Brief =>
Rewrite the stretch of rows from the line containing "Place one dot per instance of the glass" through the end of the rows, swapping "glass jar with lid" for "glass jar with a screw cap" and leaving everything else unchanged.

Records shown =>
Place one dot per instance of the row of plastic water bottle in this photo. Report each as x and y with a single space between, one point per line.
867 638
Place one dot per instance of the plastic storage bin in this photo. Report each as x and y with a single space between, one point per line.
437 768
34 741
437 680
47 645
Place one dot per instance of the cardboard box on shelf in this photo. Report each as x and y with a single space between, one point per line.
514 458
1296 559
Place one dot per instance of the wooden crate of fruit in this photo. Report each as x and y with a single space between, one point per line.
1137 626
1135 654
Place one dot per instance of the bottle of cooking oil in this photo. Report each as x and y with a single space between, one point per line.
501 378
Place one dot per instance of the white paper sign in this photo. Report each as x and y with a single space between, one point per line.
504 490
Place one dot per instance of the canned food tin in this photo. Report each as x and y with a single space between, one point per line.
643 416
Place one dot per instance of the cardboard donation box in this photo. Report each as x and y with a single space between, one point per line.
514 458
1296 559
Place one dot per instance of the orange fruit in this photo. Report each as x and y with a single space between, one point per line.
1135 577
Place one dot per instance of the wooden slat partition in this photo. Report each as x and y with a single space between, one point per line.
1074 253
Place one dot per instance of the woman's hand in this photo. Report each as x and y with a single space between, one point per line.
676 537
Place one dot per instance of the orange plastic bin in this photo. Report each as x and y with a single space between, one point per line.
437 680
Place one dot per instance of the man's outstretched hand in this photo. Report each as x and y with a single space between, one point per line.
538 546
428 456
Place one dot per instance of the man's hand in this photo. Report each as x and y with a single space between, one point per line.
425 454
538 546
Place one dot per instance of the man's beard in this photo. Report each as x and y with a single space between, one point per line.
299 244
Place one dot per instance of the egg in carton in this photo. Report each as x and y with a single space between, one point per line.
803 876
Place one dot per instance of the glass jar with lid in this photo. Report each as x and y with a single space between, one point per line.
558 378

Solution =>
Place one dot per instance of the glass jar with a screw cap in this photo. Report each as x and y with a single space between, one point per line.
558 378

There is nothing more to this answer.